Coordinate labeling data
┌────────
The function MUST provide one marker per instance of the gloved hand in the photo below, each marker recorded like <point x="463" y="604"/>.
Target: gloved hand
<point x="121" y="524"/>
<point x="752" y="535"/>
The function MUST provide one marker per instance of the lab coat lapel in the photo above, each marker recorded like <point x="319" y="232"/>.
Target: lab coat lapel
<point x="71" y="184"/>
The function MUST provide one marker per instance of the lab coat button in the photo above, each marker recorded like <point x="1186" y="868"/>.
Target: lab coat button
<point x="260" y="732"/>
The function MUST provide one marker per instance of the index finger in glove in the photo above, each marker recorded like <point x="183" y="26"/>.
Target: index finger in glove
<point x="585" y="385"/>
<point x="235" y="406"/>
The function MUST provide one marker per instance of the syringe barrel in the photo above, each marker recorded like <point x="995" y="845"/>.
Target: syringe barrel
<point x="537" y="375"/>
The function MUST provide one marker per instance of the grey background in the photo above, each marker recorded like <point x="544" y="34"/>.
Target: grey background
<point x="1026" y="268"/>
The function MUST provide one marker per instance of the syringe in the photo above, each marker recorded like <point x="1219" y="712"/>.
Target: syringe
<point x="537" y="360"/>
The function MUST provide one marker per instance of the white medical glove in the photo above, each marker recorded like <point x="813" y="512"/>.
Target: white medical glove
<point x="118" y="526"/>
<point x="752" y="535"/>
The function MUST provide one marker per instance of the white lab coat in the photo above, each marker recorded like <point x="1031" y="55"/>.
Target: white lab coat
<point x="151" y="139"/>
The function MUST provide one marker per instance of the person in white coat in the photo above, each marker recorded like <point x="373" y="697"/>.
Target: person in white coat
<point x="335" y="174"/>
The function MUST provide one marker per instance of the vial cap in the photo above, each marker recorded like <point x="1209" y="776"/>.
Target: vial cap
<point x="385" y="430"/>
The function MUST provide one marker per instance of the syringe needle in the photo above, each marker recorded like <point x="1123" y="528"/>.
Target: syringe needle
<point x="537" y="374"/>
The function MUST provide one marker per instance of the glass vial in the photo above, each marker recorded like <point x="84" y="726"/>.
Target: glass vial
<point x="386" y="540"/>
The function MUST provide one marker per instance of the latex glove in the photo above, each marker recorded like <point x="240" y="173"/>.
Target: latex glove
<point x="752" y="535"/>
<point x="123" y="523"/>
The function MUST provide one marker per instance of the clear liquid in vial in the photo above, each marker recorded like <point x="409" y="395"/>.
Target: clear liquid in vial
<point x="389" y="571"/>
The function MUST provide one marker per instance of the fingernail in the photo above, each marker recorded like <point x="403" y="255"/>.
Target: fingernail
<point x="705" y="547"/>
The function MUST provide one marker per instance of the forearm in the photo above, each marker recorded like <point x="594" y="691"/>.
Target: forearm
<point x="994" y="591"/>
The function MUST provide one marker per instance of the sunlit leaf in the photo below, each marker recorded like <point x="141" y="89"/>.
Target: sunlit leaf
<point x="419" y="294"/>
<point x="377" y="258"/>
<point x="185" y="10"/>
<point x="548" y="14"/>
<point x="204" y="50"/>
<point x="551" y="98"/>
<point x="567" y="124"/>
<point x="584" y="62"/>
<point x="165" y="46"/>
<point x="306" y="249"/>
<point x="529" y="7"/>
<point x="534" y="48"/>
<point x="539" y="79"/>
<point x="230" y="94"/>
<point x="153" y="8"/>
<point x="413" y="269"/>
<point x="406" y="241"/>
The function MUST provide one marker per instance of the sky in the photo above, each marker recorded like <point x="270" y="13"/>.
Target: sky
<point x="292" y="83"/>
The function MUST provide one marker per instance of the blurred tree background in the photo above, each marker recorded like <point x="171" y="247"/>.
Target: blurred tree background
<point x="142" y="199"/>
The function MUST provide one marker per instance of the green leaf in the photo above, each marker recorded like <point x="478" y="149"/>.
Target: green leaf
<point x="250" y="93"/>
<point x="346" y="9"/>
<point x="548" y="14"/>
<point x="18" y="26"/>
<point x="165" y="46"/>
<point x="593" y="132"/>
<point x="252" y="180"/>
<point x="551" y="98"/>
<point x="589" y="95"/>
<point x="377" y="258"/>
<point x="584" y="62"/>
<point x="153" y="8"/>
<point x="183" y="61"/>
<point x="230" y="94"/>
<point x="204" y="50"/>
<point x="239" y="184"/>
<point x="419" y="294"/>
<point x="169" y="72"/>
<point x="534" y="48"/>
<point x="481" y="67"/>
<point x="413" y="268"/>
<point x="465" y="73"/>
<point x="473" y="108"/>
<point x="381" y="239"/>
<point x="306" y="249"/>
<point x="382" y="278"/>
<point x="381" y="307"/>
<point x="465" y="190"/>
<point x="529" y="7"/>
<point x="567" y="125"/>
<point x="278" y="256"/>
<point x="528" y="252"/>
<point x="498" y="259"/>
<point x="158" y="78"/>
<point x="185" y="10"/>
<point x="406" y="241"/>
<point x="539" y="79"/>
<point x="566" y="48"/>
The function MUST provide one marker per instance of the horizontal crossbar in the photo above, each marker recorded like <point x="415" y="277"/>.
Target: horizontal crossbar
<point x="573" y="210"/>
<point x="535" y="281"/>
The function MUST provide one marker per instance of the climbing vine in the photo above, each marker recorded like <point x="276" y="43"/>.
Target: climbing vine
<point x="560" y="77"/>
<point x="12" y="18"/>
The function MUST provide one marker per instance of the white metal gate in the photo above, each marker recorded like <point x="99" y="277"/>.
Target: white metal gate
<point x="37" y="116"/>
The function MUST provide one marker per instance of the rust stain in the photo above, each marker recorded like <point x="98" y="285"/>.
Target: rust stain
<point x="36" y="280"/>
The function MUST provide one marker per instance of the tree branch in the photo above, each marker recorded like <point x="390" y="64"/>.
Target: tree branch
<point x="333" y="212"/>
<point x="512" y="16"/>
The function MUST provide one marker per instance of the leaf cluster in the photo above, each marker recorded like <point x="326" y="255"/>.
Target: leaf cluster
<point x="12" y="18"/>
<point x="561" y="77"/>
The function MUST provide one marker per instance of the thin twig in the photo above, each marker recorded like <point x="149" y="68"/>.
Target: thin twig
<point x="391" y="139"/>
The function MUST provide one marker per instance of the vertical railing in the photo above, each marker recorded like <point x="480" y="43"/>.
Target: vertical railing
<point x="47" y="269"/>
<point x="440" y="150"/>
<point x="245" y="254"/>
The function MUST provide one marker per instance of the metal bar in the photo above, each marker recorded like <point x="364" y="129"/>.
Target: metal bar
└────────
→ OBJECTIVE
Write out only what runs from the line holding "The function MUST provide one marker per instance of the leaf" through the last line of the records, exactly as shown.

→ CORRECT RESULT
The function MUST provide one marker per instance of the leaf cluster in the photo above, each marker recorded like <point x="326" y="255"/>.
Target: leaf cluster
<point x="12" y="18"/>
<point x="561" y="77"/>
The function MUST provide one marker per instance of the thin twig in the photo above, each marker recorded like <point x="149" y="68"/>.
Target: thin twig
<point x="391" y="139"/>
The function MUST provide one marker per instance of the vertical railing in the photo above, each marker recorded like <point x="480" y="43"/>.
Target: vertical railing
<point x="47" y="269"/>
<point x="440" y="150"/>
<point x="245" y="254"/>
The function MUST provide one marker per instance of the metal bar in the photo above, each marker recorded like <point x="364" y="129"/>.
Target: metal bar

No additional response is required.